Chain Rule: Solving y' for y=cot^7(x^5)

[delfam]

Homework Statement

y=cot^7(x^5)

Homework Equations

f(x)=f(g(x))

The Attempt at a Solution

u=(x^5)
y'=7(-csc^2)^6(x^5) * 5x^4

 

[Raskolnikov]

Here, you actually have three functions, so you have to apply the chain rule twice.

We have $$f(g(h(x))),$$ where

$$h(x) = x^5$$

$$g(x) = cot(x)$$

$$f(x) = x^7$$

When applying the chain rule, the approach is from "outside to inside," in that we start from the outer most function and systematically go towards the innermost function. Remember, when doing the chain rule, each step is distinct.

You have: $$7(-csc^2)^6...$$

You were correct in taking the derivative of f(x) = x^7 first; however, you need to let everything inside f(x) remain untouched during this step. Meaning, for f(g(h(x)), we leave g(h(x)) untouched.

So what you should have had is: $$7cot^6(x^5)...$$

Try to do the rest by yourself.

 

[delfam]

so is it

7cot^6(x^5) * (-csc^2)(x^5) * 5x^4

= -35x^4 * cot^6(x^5) * csc^2 * x^5

 

[Raskolnikov]

yep!

_Data items_
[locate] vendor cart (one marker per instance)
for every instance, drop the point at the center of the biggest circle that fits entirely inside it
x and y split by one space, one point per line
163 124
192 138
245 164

_INSTRUCTION A_
Answer these questions from the chain rule thread:
(i) What function does Raskolnikov give as h(x)?
(ii) In which direction does the approach run when applying the chain rule?
(iii) What function is stated under "Homework Statement"?
_INSTRUCTION B_
Go on with the chain rule thread, beginning after its last post.
The records are separate material with no connection to the chain rule thread.

_OUTPUT A_
(i) h(x) = x^5
(ii) From outside to inside, starting from the outermost function and moving toward the innermost one.
(iii) y=cot^7(x^5)

_OUTPUT B_
[delfam]

I still have a question, when you have cot^7 i get leaving it alone to begin with, but then when you take the derivative to get -csc^2, why don't you drop the 7 to get -7(csc^2)^6

 

[Raskolnikov]

Because it's

$$[f( g(x) )]' = f'(g(x)) * g'(x),$$

and not

$$[f( g(x) )]' = f'(g'(x)).$$

 

[HallsofIvy]

In other words, to differentiate $cot^7(x^5)$ you think: "The 'outer' function is a 7th power so first I have $7 cot^6(x^5)$. Now the 'next' inner function is a cotangent, "cot(x^5)", so I have to multiply that by its derivative: $-csc^2(x^5)$. Finally, the last function is $x^5$ so that has to be multiplied by its derivative, $5x^4$.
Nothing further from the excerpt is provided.